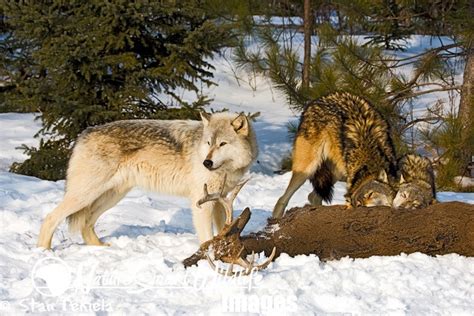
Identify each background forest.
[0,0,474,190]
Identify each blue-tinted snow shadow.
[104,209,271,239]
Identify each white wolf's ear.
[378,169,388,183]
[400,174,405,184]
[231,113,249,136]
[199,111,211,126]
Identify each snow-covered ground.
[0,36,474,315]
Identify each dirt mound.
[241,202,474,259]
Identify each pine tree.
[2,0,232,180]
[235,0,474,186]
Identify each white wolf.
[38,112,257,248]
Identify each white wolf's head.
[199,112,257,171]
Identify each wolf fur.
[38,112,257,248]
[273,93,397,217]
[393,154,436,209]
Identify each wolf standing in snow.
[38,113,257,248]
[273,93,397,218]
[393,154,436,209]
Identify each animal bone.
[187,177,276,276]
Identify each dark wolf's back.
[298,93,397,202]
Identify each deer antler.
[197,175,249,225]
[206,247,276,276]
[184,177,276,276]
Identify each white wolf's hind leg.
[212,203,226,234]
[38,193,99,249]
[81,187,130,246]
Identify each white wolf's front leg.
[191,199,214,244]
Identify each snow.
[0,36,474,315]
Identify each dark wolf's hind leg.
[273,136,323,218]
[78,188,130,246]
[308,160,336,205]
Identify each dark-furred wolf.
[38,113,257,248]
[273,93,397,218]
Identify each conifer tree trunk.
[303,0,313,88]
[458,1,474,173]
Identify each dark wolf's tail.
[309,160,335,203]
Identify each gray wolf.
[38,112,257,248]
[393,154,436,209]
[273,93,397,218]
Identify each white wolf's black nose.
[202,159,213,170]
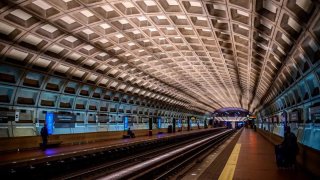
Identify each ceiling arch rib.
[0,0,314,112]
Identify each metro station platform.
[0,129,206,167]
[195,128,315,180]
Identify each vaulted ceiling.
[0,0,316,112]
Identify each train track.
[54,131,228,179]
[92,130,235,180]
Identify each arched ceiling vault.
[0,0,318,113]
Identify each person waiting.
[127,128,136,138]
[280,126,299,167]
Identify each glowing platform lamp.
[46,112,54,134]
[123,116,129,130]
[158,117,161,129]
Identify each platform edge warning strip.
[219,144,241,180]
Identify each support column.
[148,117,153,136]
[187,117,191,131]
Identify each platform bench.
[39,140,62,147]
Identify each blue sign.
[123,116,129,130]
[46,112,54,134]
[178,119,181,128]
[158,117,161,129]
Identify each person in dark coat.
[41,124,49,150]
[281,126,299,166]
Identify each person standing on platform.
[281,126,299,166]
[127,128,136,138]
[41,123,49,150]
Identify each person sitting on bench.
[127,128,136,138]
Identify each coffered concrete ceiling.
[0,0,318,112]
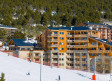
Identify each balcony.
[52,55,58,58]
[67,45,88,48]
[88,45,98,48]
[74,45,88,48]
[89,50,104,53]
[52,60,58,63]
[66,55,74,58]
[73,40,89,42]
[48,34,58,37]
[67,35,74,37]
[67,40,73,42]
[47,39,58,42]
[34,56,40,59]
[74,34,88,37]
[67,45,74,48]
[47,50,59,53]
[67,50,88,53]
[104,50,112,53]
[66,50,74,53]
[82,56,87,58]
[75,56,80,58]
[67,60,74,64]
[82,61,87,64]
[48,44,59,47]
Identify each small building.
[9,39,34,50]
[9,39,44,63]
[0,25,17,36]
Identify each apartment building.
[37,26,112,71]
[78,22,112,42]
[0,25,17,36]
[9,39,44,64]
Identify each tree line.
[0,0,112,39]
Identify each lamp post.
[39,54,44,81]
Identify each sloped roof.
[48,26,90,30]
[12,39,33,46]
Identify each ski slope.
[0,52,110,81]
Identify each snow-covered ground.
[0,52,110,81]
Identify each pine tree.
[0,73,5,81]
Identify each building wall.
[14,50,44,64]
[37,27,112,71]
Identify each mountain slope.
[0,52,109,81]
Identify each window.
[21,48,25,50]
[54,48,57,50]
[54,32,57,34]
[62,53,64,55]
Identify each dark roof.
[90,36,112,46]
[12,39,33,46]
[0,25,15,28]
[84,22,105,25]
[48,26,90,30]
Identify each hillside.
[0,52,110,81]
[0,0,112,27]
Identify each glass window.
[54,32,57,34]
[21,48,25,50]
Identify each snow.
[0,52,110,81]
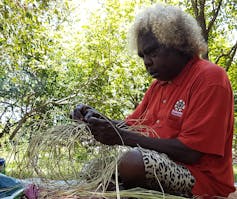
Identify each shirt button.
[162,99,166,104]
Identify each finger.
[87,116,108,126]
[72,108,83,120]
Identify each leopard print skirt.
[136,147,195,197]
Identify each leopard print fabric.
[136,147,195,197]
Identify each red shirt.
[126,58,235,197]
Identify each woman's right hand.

━━━━━━━━━━━━━━━━

● DESCRIPTION OF THE TASK
Rewrite the records above, swapping every "Identify each" for "Label every" and keeping everything else unchanged. Leave out the picture lines.

● SOLUTION TO THE EXERCISE
Label every background forest.
[0,0,474,190]
Label every blue-tinted snow shadow.
[104,209,271,239]
Label every white wolf's ear.
[378,169,388,183]
[400,174,405,184]
[231,113,249,136]
[199,111,211,126]
Label every snow-covered ground.
[0,36,474,315]
Label every dirt mound.
[241,202,474,259]
Label every pine tree.
[2,0,232,180]
[235,0,474,186]
Label every white wolf.
[38,112,257,248]
Label every white wolf's head.
[199,112,257,171]
Label every wolf fur.
[38,112,257,248]
[273,93,397,217]
[393,154,436,209]
Label every wolf standing in snow.
[38,113,257,248]
[273,93,397,218]
[393,154,436,209]
Label every animal bone.
[187,177,276,276]
Label every dark wolf's back.
[298,93,397,202]
Label every deer antler.
[197,175,249,225]
[206,247,276,276]
[184,177,276,276]
Label every white wolf's hind leg.
[212,203,226,234]
[38,193,99,249]
[81,187,130,246]
Label every white wolf's front leg.
[191,199,214,244]
Label every snow.
[0,36,474,315]
Label every dark wolf's hind leg.
[273,136,323,218]
[78,188,130,246]
[308,160,336,205]
Label every dark-furred wolf.
[38,113,257,248]
[273,93,397,218]
Label every conifer tree trunk.
[303,0,313,88]
[458,1,474,173]
Label every dark wolf's tail.
[309,160,335,203]
Label every gray wolf.
[38,112,257,248]
[393,154,436,209]
[273,93,397,218]
Label every white wolf's black nose.
[202,159,213,170]
Label every ceiling arch rib.
[0,0,314,112]
Label every metro station platform.
[0,129,206,167]
[195,128,315,180]
Label every vaulted ceiling.
[0,0,316,112]
Label every train track.
[54,131,228,179]
[92,130,235,180]
Label every arched ceiling vault.
[0,0,318,113]
Label every person waiting.
[127,128,136,138]
[280,126,299,167]
Label every glowing platform lamp.
[46,112,54,134]
[123,116,129,130]
[158,117,161,129]
Label every platform edge warning strip.
[219,144,241,180]
Label every support column.
[148,117,153,136]
[187,117,191,131]
Label every platform bench.
[39,140,62,147]
Label every blue sign.
[123,116,129,130]
[46,112,54,134]
[178,119,181,128]
[158,117,161,129]
Label every person in dark coat.
[41,124,49,150]
[281,126,299,166]
Label every person standing on platform.
[281,126,299,166]
[127,128,136,138]
[41,123,49,150]
Label every person sitting on bench.
[127,128,136,138]
Label every coffered concrete ceiling.
[0,0,318,112]
Label every balcony.
[52,55,58,58]
[67,45,88,48]
[88,45,98,48]
[74,45,88,48]
[89,50,104,53]
[52,60,58,63]
[66,55,74,58]
[73,40,89,42]
[48,34,58,37]
[67,35,74,37]
[67,40,73,42]
[47,39,58,42]
[34,56,40,59]
[74,34,88,37]
[67,45,74,48]
[47,50,59,53]
[67,50,88,53]
[104,50,112,53]
[66,50,74,53]
[82,56,87,58]
[75,56,80,58]
[67,60,74,64]
[82,61,87,64]
[48,44,59,47]
Label every small building.
[9,39,34,50]
[9,39,44,63]
[0,25,17,36]
Label every apartment building.
[37,26,112,71]
[78,22,112,42]
[0,25,17,36]
[9,39,44,64]
Label every tree line.
[0,0,112,39]
Label every lamp post.
[39,54,44,81]
Label every sloped roof.
[48,26,90,30]
[12,39,33,46]
Label every ski slope.
[0,52,110,81]
Label every snow-covered ground.
[0,52,110,81]
Label every pine tree.
[0,73,5,81]
Label every building wall.
[14,50,44,64]
[37,27,112,71]
Label every mountain slope.
[0,52,109,81]
Label every window.
[21,48,25,50]
[54,48,57,50]
[54,32,57,34]
[62,53,64,55]
Label every dark roof.
[90,36,112,46]
[12,39,33,46]
[0,25,15,28]
[84,22,105,25]
[48,26,90,30]
Label every hillside.
[0,52,110,81]
[0,0,112,27]
Label every glass window.
[54,32,57,34]
[21,48,25,50]
Label every snow.
[0,52,110,81]
Label every shirt button.
[162,99,166,104]
Label every finger.
[87,116,108,126]
[72,108,83,120]
Label every leopard print skirt.
[136,147,195,197]
Label every leopard print fabric.
[136,147,195,197]
Label every red shirt.
[126,58,235,197]
Label every woman's right hand.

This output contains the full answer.